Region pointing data
________

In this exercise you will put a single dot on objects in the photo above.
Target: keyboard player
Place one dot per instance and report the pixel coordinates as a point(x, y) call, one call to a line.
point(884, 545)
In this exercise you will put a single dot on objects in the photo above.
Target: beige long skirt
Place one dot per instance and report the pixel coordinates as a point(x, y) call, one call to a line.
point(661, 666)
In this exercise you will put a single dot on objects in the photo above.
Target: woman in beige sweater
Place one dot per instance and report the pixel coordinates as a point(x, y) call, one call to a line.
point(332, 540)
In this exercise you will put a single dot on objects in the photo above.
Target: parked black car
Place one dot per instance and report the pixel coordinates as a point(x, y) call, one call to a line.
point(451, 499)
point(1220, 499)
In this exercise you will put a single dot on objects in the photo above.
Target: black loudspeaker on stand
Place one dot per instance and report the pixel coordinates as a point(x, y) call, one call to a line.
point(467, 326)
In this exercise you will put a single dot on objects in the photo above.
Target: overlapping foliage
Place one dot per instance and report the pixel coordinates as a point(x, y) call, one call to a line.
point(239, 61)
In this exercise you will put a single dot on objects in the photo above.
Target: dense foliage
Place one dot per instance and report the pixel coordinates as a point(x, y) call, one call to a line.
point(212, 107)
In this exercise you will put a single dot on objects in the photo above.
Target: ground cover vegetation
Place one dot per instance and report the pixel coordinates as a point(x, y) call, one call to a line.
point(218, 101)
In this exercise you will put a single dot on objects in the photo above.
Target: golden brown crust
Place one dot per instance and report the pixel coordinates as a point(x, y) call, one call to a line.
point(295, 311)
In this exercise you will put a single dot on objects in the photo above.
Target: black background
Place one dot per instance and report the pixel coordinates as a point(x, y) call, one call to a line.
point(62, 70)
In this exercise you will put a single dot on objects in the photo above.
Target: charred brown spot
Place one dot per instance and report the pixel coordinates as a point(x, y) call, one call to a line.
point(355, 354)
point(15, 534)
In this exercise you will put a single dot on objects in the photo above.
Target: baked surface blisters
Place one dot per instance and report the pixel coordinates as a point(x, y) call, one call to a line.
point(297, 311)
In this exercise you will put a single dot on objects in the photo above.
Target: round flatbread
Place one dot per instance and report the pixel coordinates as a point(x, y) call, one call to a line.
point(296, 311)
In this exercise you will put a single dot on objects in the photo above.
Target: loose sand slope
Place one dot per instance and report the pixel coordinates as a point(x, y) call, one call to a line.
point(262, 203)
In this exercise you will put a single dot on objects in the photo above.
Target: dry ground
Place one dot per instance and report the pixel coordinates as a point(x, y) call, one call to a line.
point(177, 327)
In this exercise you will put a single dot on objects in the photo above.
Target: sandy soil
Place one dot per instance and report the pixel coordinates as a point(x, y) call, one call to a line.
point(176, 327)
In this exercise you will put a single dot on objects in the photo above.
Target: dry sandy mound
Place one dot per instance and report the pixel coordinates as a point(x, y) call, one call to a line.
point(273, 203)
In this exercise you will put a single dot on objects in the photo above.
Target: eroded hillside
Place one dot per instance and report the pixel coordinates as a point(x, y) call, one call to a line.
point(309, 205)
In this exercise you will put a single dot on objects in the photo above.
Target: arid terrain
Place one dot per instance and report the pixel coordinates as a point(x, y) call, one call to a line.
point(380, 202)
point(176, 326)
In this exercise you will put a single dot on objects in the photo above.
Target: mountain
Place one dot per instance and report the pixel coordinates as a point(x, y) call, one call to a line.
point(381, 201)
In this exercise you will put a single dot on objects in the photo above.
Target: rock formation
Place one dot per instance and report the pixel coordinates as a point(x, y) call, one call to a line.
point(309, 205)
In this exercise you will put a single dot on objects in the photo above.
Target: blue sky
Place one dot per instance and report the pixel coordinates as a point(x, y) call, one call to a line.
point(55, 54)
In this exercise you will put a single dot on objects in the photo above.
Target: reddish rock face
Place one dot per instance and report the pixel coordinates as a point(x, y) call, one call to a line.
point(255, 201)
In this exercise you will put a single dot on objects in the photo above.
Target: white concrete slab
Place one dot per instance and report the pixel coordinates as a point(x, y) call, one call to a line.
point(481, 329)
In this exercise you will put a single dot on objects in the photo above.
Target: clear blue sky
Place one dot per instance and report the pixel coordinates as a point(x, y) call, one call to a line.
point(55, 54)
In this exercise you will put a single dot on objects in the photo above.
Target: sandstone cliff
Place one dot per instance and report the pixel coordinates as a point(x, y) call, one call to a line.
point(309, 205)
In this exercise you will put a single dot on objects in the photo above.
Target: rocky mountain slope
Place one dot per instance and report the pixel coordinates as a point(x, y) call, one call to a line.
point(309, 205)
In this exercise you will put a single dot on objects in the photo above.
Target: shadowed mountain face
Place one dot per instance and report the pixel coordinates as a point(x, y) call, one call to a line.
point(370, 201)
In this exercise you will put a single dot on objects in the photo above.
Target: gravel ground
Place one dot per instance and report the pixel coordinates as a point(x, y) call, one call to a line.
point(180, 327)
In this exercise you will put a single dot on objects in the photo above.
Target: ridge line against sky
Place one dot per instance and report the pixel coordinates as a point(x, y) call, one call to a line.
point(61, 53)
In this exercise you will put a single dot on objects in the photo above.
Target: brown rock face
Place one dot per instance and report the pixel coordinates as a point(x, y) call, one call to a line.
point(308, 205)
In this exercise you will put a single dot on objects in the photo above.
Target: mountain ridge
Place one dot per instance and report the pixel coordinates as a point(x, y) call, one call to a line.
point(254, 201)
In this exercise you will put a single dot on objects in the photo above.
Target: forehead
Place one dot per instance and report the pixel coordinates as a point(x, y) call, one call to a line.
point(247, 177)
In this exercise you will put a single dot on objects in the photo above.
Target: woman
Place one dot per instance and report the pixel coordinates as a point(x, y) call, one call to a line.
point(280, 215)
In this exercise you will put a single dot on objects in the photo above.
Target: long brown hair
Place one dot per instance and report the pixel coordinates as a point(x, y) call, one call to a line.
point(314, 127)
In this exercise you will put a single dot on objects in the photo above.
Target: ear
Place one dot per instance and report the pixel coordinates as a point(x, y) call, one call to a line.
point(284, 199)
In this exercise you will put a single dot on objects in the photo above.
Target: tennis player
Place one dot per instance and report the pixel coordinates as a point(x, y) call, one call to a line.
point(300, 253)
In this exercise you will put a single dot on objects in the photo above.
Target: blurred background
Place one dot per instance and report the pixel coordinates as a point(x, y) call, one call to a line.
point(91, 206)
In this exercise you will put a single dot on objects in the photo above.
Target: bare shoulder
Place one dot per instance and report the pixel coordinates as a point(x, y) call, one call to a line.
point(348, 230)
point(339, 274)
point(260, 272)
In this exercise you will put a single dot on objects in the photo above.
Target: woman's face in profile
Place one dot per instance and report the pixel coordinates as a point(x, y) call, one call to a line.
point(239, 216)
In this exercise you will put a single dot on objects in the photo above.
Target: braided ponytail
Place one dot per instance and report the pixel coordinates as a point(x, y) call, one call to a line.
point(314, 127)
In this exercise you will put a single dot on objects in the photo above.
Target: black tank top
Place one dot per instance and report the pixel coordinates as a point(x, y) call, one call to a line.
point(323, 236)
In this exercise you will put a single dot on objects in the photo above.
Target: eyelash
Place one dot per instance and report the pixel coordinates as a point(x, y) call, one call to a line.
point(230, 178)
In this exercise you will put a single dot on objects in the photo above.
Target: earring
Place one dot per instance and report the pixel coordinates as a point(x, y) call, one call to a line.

________

## Exercise prompt
Taking the entries from their first line through the line with "Target: parked black car", inclusive, restate each line word for word and give nothing else.

## Solution
In this exercise you will put a single dot on objects in the photo above.
Target: keyboard player
Place one dot per instance and report the pixel coordinates as a point(x, y) call, one call to a line.
point(884, 545)
In this exercise you will put a single dot on objects in the photo above.
Target: beige long skirt
Place one dot per instance and report the pixel coordinates as a point(x, y) call, one call to a line.
point(661, 666)
In this exercise you will put a single dot on objects in the photo above.
Target: woman in beige sweater
Place one dot per instance and report the pixel coordinates as a point(x, y) call, one call to a line.
point(332, 540)
In this exercise you will put a single dot on objects in the photo above.
Target: parked black car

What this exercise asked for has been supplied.